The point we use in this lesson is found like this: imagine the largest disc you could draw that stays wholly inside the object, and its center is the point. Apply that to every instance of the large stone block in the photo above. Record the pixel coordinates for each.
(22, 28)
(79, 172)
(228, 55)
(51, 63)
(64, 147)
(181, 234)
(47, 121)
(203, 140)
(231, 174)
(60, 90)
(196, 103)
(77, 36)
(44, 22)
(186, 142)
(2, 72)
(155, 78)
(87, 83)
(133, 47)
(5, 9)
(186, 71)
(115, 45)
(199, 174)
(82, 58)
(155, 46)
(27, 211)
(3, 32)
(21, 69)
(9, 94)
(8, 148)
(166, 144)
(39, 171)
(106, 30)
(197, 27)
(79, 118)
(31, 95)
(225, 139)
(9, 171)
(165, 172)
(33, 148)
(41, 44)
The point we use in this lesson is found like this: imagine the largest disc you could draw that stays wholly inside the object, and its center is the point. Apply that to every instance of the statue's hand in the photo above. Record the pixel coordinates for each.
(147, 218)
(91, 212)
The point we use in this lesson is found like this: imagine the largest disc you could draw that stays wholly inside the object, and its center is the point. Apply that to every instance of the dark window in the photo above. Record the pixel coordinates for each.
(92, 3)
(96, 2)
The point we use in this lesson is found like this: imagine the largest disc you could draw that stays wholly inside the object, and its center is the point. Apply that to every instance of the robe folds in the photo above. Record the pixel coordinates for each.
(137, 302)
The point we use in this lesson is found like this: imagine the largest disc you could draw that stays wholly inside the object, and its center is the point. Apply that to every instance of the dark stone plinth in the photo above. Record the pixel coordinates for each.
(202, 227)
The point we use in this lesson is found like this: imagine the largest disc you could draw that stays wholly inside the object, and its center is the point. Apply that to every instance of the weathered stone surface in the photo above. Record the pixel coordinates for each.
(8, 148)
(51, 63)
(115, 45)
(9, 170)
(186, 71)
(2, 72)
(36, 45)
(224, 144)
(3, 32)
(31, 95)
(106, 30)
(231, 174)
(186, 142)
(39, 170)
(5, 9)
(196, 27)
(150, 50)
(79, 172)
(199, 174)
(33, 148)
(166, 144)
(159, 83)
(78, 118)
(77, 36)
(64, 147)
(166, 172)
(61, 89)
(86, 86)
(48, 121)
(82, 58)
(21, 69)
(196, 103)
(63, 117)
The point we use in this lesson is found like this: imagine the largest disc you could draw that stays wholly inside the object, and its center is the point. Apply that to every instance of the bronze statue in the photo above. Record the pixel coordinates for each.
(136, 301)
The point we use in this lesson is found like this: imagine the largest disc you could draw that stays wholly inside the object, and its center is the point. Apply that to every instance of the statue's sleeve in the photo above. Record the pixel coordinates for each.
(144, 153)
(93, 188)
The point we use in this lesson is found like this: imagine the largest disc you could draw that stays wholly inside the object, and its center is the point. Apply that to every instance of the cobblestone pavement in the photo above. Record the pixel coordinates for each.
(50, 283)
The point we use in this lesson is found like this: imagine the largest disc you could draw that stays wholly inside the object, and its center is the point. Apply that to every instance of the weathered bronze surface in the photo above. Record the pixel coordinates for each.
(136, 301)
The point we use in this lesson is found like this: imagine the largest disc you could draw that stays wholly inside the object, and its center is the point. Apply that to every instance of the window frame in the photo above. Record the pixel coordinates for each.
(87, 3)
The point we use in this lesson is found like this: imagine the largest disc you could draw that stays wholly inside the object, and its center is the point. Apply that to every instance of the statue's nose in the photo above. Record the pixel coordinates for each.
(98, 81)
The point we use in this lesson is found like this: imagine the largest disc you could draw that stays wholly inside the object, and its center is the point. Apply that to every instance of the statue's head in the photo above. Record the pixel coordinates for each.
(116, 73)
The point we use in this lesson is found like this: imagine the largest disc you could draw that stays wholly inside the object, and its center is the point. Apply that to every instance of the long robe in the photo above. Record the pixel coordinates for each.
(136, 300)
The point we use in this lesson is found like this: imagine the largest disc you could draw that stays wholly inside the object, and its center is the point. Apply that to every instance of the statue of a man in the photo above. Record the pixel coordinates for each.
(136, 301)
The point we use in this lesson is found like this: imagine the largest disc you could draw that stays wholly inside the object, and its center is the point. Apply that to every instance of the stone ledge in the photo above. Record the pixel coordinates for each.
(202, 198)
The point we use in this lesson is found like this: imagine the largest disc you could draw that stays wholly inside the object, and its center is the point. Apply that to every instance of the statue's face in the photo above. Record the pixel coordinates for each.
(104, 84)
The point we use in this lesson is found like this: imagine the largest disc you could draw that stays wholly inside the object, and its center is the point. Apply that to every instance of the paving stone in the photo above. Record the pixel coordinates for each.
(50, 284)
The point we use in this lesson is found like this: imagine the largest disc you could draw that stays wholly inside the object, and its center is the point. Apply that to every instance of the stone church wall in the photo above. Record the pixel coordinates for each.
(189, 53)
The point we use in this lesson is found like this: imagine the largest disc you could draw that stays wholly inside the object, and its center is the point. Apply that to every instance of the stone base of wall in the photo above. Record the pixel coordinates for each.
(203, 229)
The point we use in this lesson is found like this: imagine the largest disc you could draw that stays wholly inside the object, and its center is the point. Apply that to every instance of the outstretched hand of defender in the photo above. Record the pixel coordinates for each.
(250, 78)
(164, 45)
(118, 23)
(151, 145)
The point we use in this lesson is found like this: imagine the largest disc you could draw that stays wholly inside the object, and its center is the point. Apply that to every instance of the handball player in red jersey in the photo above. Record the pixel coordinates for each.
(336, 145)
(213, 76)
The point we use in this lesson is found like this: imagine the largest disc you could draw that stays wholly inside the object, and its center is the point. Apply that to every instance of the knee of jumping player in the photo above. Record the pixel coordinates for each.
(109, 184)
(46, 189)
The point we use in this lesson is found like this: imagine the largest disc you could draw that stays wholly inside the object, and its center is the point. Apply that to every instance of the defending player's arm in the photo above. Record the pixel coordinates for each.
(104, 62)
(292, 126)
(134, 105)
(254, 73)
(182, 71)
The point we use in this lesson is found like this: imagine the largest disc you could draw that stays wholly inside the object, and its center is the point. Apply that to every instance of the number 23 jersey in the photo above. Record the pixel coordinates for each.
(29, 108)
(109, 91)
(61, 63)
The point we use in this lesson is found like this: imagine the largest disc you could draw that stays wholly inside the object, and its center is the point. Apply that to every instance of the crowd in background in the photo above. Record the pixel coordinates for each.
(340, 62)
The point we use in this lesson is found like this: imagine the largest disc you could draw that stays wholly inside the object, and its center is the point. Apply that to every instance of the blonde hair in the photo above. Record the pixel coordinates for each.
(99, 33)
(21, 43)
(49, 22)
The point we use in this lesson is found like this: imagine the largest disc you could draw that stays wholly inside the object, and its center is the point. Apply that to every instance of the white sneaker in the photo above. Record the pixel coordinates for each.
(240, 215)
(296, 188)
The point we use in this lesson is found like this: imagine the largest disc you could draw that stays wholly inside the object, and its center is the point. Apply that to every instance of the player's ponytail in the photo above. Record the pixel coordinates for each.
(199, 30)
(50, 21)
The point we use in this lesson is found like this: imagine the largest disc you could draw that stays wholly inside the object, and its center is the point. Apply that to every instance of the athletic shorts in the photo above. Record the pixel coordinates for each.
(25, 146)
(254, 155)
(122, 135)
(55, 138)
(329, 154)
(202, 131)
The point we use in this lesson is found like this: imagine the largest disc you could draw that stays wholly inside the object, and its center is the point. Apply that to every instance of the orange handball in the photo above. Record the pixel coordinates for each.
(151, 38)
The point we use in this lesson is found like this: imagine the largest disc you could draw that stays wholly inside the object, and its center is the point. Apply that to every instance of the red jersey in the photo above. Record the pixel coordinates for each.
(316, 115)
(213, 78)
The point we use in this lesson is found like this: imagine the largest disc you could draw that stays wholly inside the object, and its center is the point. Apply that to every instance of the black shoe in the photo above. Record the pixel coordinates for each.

----------

**Exercise requirements:** "the red jersey" marks the first line to print; reproduce that line and every line after it through the end of the listing above.

**Response area:**
The point we use in this lesson is found like this: imagine the largest disc you could draw that stays wholly inside the object, and its center is the point. Apply that to every instance of the red jersey in the photo above. Record the pixel coordinates for each.
(316, 115)
(213, 78)
The point we use in this lesson is found like this: imagine the largest disc you could draw that stays wholly inside the object, and its center is the point. Apply that to every instance of the black shoe in the photo above. Record the pixel coordinates for each.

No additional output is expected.